→ **STATED TASK A**
In the text below on methane emissions from the gas industry, by what share does the International Energy Agency estimate the oil and gas sector can cut its methane emissions?
→ **STATED TASK B**
Pick up the text on methane emissions from the gas industry, shown below, after its last sentence and carry it forward.

→ **READING TEXT**

The study…presents some of the most compelling evidence to date that switching to gas from dirtier fuels like coal might not be as effective a climate strategy as its proponents suggest unless the gas industry improves how it controls leaks.

For the report’s underlying data, researchers turned to more than half a decade of studies on methane emissions conducted by more than 140 researchers from 40 institutions.

“This is by far the most comprehensive body of research of its kind,” co-author Steven Hamburg, the EDF’s chief scientist, said in the statement. “Reducing  methane emissions from the oil and gas sector is the fastest, most cost-effective way we have to slow the rate of warming today, even as the larger transition to lower-carbon energy continues.”

The International Energy Agency estimates the oil and gas sector can slash its methane emissions by 75 percent, with up to two-thirds of those cuts happening at zero net cost.

The oil and gas industry is taking issue with the study’s reliance on older data.

Pointing dataset excerpts:
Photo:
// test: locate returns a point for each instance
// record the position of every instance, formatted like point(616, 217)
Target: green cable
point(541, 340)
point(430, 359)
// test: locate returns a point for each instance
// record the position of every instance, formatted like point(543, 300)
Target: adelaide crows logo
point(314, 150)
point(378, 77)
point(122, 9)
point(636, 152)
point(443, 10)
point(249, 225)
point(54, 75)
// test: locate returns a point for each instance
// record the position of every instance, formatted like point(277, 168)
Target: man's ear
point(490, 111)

→ **EXERCISE RESULT A**
By 75 percent.

→ **EXERCISE RESULT B**
“No new measurements were made for this study,” Richard Meyer, the American Gas Association’s managing director of energy analysis, told USA Today. “Rather, the authors rely on previous scientific studies and a statistical method that produces higher emissions than previously estimated.”

The study come as the Trump administration attempts to undo Obama-era regulations meant to limit harmful methane emissions from oil and gas production.

EDF hopes to help governments and companies track their methane emissions by launching MethaneSAT, a satellite that can measure and map human-caused methane emissions. The satellite is scheduled to launch in 2021.